* _Task to complete_:
Please repeat each line of the data exactly, with nothing left out.

Data under study section start

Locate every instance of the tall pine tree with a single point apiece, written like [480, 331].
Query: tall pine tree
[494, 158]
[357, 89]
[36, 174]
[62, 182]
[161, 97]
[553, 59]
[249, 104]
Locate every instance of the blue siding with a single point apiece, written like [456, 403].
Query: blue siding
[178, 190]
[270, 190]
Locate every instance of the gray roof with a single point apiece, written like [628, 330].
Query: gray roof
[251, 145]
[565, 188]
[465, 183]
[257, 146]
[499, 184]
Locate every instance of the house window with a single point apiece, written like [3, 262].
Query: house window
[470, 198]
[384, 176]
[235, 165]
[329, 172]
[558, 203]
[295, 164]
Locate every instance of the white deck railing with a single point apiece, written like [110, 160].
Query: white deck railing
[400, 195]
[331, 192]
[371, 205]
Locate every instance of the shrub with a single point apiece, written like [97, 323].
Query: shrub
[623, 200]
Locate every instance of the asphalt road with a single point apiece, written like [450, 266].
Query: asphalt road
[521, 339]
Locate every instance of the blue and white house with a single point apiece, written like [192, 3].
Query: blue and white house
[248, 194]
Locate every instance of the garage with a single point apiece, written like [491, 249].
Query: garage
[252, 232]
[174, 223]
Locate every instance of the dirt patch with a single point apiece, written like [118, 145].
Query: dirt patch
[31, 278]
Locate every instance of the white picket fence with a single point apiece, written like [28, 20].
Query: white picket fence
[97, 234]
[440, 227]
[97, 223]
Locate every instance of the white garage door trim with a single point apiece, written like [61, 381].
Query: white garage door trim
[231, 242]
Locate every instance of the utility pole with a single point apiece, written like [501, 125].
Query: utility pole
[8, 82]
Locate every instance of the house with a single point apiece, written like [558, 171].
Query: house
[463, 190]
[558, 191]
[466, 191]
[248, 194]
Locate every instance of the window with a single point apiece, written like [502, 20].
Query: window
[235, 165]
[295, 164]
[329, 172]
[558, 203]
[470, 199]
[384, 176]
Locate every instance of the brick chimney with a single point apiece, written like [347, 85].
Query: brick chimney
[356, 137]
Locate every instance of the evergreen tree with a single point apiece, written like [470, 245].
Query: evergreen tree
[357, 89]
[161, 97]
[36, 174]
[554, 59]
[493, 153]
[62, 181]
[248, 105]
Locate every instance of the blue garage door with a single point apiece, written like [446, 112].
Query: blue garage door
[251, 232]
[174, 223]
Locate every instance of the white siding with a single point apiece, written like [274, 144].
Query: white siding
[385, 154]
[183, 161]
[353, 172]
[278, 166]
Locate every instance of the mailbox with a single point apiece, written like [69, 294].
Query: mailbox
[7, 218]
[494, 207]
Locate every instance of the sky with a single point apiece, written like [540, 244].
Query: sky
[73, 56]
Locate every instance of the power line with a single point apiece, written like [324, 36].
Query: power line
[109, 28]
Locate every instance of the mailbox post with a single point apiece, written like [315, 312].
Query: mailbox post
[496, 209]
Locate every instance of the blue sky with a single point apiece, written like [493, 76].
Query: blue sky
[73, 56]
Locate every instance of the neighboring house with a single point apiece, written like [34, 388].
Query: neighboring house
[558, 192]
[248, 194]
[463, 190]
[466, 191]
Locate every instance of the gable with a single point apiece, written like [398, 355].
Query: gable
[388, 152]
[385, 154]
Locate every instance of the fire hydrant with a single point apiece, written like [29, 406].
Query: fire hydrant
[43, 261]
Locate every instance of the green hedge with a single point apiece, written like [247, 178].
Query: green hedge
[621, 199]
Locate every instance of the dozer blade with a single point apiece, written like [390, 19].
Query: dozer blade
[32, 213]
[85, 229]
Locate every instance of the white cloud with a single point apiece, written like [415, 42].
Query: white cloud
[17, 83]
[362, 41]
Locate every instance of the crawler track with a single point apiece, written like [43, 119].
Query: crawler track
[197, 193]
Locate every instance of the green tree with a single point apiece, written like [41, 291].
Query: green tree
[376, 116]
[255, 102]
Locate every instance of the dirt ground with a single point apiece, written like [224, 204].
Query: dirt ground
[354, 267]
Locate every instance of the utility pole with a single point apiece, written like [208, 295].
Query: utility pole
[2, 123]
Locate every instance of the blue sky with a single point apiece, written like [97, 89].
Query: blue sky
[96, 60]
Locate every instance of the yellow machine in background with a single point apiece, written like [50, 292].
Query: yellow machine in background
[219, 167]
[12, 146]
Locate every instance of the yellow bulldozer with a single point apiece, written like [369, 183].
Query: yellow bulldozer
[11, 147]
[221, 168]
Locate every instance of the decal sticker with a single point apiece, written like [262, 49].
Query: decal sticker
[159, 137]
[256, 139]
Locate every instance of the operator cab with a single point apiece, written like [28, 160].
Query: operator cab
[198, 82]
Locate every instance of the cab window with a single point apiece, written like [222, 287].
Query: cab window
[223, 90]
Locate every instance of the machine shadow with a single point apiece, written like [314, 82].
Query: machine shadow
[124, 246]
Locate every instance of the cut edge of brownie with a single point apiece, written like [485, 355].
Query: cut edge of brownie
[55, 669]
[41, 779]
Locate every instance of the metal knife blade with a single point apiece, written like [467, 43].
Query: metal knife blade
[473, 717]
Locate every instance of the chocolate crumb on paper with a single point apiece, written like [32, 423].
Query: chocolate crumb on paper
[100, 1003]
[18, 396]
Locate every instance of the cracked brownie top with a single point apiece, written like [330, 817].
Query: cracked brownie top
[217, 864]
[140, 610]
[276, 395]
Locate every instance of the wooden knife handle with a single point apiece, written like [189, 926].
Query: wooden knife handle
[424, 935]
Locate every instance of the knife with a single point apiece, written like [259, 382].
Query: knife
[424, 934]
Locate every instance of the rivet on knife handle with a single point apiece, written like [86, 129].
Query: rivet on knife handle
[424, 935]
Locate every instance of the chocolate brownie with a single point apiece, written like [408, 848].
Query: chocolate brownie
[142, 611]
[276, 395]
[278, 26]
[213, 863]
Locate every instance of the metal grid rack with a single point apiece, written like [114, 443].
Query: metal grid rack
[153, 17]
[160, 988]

Data under study section end

* _Task solution_:
Locate every instance of the tall pine tree with a single point apiece, written like [480, 331].
Query: tall pine tree
[494, 158]
[357, 89]
[36, 174]
[62, 182]
[161, 97]
[553, 59]
[249, 104]
Locate every instance of the blue siding with a single point apiece, written like [456, 403].
Query: blue siding
[178, 190]
[270, 190]
Locate every instance of the gray roof with a single point apiece, written like [628, 330].
Query: gray roof
[251, 145]
[565, 188]
[465, 183]
[257, 146]
[499, 184]
Locate every instance of the house window with a single point apiece, written like [3, 262].
Query: house window
[470, 198]
[384, 176]
[235, 165]
[329, 172]
[558, 203]
[295, 164]
Locate every instance of the white deck railing with a single point apiece, written like [110, 160].
Query: white deck railing
[400, 195]
[331, 192]
[371, 205]
Locate every instance of the shrub with a single point apiece, written like [97, 323].
Query: shrub
[623, 200]
Locate every instance of the asphalt road with a single point apiece, written like [450, 266].
Query: asphalt road
[521, 339]
Locate every instance of the blue and white house with a single point apiece, written like [192, 3].
Query: blue and white house
[248, 194]
Locate every instance of the garage with a single point apiece, written like [491, 249].
Query: garage
[252, 232]
[174, 223]
Locate every instance of the dirt patch with a single point apiece, written like [118, 145].
Query: dirt patch
[31, 278]
Locate every instance of the white picket fence with a single point apiece, written like [28, 20].
Query: white picket fence
[97, 234]
[440, 227]
[97, 223]
Locate every instance of the white garage door trim with a single point apiece, written like [61, 381].
Query: white garage door trim
[231, 242]
Locate every instance of the utility pole with a single point apiece, written like [501, 125].
Query: utility pole
[8, 82]
Locate every instance of the house with a single point apiece, written like [558, 171].
Query: house
[463, 190]
[558, 191]
[466, 191]
[248, 194]
Locate every instance of the window with a single point apiece, written like [502, 20].
Query: window
[235, 165]
[295, 164]
[329, 172]
[558, 203]
[470, 199]
[384, 176]
Locate every instance of the brick chimney with a single point apiece, written like [347, 85].
Query: brick chimney
[356, 137]
Locate every instance of the evergreen tree with a single point apiece, written like [470, 245].
Query: evergreen tree
[357, 89]
[161, 97]
[36, 174]
[554, 59]
[493, 153]
[62, 181]
[248, 105]
Locate every instance of the blue garage door with a single point apiece, written like [446, 112].
Query: blue garage door
[251, 232]
[174, 223]
Locate every instance of the white siding with a single point apiece, written like [274, 144].
Query: white siding
[385, 154]
[183, 161]
[353, 172]
[278, 166]
Locate every instance of the mailbox with a single point apiece, written like [69, 294].
Query: mailbox
[7, 218]
[494, 207]
Locate every instance of the sky with a single point apiece, written like [540, 244].
Query: sky
[73, 56]
Locate every instance of the power line with a single point apiece, written like [324, 36].
Query: power line
[109, 28]
Locate every instance of the mailbox post with a single point apiece, written like [315, 312].
Query: mailbox post
[496, 209]
Locate every instance of the blue sky with a single point apiece, written like [493, 76].
Query: blue sky
[73, 56]
Locate every instance of the neighboring house with a single point apiece, written like [34, 388].
Query: neighboring house
[558, 192]
[248, 194]
[463, 190]
[466, 191]
Locate every instance of the gable with a single point apiece, written like [398, 355].
Query: gable
[388, 152]
[385, 154]
Locate every instance of the fire hydrant with a single point apiece, written like [29, 406].
Query: fire hydrant
[43, 261]
Locate every instance of the green hedge with a single point apiece, written like [247, 178].
Query: green hedge
[621, 199]
Locate every instance of the dozer blade with a single point apiece, written like [390, 19].
Query: dozer blade
[32, 213]
[85, 229]
Locate every instance of the white cloud with a single point apiece, written like [415, 42].
Query: white cloud
[17, 83]
[362, 41]
Locate every instance of the crawler track with a single point apiece, written like [43, 119].
Query: crawler track
[197, 193]
Locate every instance of the green tree with a single point apiece, written like [41, 291].
Query: green tree
[376, 116]
[255, 102]
Locate every instance of the dirt ground with a single point apiece, written like [224, 204].
Query: dirt ground
[354, 267]
Locate every instance of the utility pole with a single point apiece, written like [208, 295].
Query: utility pole
[2, 123]
Locate every instance of the blue sky with a single point apiece, written like [97, 89].
Query: blue sky
[96, 60]
Locate every instance of the yellow machine in background with a single point apiece, written like [50, 292].
Query: yellow machine in background
[219, 167]
[12, 146]
Locate every instance of the yellow bulldozer with a single point apiece, written like [369, 183].
Query: yellow bulldozer
[11, 147]
[221, 168]
Locate every instance of the decal sticker with a single point apiece, written like [262, 49].
Query: decal sticker
[159, 137]
[256, 139]
Locate every instance of the operator cab with a single point apiece, written like [28, 160].
Query: operator cab
[198, 82]
Locate every instance of the cab window with a single point apiece, written like [222, 287].
Query: cab window
[223, 90]
Locate every instance of the machine shadow with a single point apiece, written like [314, 82].
Query: machine shadow
[124, 246]
Locate every instance of the cut edge of brownie with a single point apiece, written like [485, 355].
Query: cut edge of brownie
[55, 669]
[41, 779]
Locate every instance of the metal knife blade with a single point apiece, written like [467, 43].
Query: metal knife blade
[473, 717]
Locate every instance of the chocolate crumb on paper with a single point apiece, written like [32, 423].
Query: chocolate crumb on paper
[100, 1003]
[18, 396]
Locate every instance of the cracked brownie top with a single point apiece, written like [330, 817].
Query: cracked brownie top
[217, 864]
[140, 610]
[276, 395]
Locate every instance of the wooden knife handle with a single point apiece, written like [189, 926].
Query: wooden knife handle
[424, 935]
Locate every instance of the knife with a single point apiece, written like [259, 382].
Query: knife
[424, 934]
Locate every instance of the rivet on knife handle with a single point apiece, written like [86, 129].
Query: rivet on knife handle
[424, 935]
Locate every instance of the chocolate brownie with a single point apiece, written like [408, 848].
Query: chocolate brownie
[142, 611]
[276, 395]
[278, 26]
[213, 863]
Locate every instance of the metal grid rack with a single point apiece, written like [114, 443].
Query: metal grid rack
[153, 17]
[160, 988]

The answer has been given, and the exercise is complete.